▶ _WORK TO BE COMPLETED_: Reproduce the records below, swapping each occurrence of "Target" for "Label" and leaving every other character unchanged.

▶ _INPUT FOR THIS TASK_:
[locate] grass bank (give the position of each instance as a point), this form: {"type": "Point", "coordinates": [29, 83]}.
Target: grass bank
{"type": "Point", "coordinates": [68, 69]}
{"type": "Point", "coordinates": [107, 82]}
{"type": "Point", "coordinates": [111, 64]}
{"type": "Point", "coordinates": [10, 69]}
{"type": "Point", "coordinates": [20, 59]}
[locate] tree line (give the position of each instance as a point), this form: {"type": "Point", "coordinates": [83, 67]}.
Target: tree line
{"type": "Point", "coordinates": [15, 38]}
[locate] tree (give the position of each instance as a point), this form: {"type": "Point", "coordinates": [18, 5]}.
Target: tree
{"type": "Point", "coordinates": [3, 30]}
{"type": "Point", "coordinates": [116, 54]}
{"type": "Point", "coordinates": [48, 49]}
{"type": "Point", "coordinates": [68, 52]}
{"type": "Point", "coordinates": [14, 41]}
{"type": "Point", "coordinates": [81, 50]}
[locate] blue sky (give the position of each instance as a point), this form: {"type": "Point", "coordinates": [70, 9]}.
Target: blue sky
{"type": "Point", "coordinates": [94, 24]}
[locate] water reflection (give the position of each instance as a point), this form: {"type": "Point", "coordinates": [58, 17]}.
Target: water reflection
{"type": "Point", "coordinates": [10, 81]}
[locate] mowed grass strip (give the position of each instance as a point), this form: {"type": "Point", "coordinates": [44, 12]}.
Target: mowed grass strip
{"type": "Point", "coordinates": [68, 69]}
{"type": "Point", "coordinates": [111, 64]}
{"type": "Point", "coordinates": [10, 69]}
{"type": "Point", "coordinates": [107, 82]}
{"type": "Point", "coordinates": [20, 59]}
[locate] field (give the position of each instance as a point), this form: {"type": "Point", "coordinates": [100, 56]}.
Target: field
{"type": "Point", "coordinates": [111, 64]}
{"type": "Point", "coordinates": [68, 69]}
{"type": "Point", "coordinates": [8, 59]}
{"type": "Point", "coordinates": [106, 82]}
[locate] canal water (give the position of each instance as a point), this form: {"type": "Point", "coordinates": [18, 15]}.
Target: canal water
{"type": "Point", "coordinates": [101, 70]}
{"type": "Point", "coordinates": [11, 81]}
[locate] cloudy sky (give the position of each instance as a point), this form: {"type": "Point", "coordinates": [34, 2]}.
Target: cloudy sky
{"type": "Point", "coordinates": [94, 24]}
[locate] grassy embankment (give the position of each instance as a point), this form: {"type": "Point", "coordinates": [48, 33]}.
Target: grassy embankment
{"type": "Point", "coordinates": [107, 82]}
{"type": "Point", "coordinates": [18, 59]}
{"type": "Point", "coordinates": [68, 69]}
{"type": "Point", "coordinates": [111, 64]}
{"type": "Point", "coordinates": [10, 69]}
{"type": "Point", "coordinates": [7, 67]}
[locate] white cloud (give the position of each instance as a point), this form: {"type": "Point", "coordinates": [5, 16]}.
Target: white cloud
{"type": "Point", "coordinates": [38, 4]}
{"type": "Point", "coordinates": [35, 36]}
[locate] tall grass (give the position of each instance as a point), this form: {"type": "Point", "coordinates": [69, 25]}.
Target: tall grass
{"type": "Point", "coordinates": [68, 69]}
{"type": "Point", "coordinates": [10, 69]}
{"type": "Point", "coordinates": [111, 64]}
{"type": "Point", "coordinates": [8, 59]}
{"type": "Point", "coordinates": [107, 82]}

▶ _OUTPUT_:
[locate] grass bank (give the position of each instance as a point), this form: {"type": "Point", "coordinates": [29, 83]}.
Label: grass bank
{"type": "Point", "coordinates": [68, 69]}
{"type": "Point", "coordinates": [107, 82]}
{"type": "Point", "coordinates": [111, 64]}
{"type": "Point", "coordinates": [10, 69]}
{"type": "Point", "coordinates": [20, 59]}
[locate] tree line (give the position of each instance as a point), this form: {"type": "Point", "coordinates": [83, 67]}.
Label: tree line
{"type": "Point", "coordinates": [15, 38]}
[locate] tree (give the position of each instance as a point), this form: {"type": "Point", "coordinates": [18, 5]}.
Label: tree
{"type": "Point", "coordinates": [3, 30]}
{"type": "Point", "coordinates": [116, 54]}
{"type": "Point", "coordinates": [48, 49]}
{"type": "Point", "coordinates": [68, 52]}
{"type": "Point", "coordinates": [14, 41]}
{"type": "Point", "coordinates": [81, 50]}
[locate] blue sky (give the position of each instance as a point), this form: {"type": "Point", "coordinates": [70, 9]}.
Label: blue sky
{"type": "Point", "coordinates": [94, 24]}
[locate] water reflection (give the position of each instance as a point), this form: {"type": "Point", "coordinates": [58, 17]}.
Label: water reflection
{"type": "Point", "coordinates": [10, 81]}
[locate] mowed grass strip (give the position of each instance as a point), this form: {"type": "Point", "coordinates": [44, 12]}.
Label: mowed grass strip
{"type": "Point", "coordinates": [68, 69]}
{"type": "Point", "coordinates": [111, 64]}
{"type": "Point", "coordinates": [10, 69]}
{"type": "Point", "coordinates": [107, 82]}
{"type": "Point", "coordinates": [20, 59]}
[locate] field (give the position of each instance as a point), this form: {"type": "Point", "coordinates": [100, 56]}.
Label: field
{"type": "Point", "coordinates": [111, 64]}
{"type": "Point", "coordinates": [68, 69]}
{"type": "Point", "coordinates": [8, 59]}
{"type": "Point", "coordinates": [106, 82]}
[locate] canal water (give the position of each instance as a point), this form: {"type": "Point", "coordinates": [18, 15]}.
Label: canal water
{"type": "Point", "coordinates": [101, 70]}
{"type": "Point", "coordinates": [11, 81]}
[locate] cloudy sky (give the position of each instance as a point), this form: {"type": "Point", "coordinates": [34, 2]}.
Label: cloudy sky
{"type": "Point", "coordinates": [94, 24]}
[locate] grassy embankment (give the position of each instance as a point), this form: {"type": "Point", "coordinates": [48, 33]}.
Label: grassy embankment
{"type": "Point", "coordinates": [107, 82]}
{"type": "Point", "coordinates": [18, 59]}
{"type": "Point", "coordinates": [68, 69]}
{"type": "Point", "coordinates": [111, 64]}
{"type": "Point", "coordinates": [10, 69]}
{"type": "Point", "coordinates": [7, 67]}
[locate] white cloud (give the position of each instance as a point), this form: {"type": "Point", "coordinates": [5, 16]}.
Label: white cloud
{"type": "Point", "coordinates": [38, 4]}
{"type": "Point", "coordinates": [35, 36]}
[locate] tall grass (give the position of each instance as a point), this form: {"type": "Point", "coordinates": [69, 25]}.
Label: tall grass
{"type": "Point", "coordinates": [68, 69]}
{"type": "Point", "coordinates": [10, 69]}
{"type": "Point", "coordinates": [111, 64]}
{"type": "Point", "coordinates": [8, 59]}
{"type": "Point", "coordinates": [107, 82]}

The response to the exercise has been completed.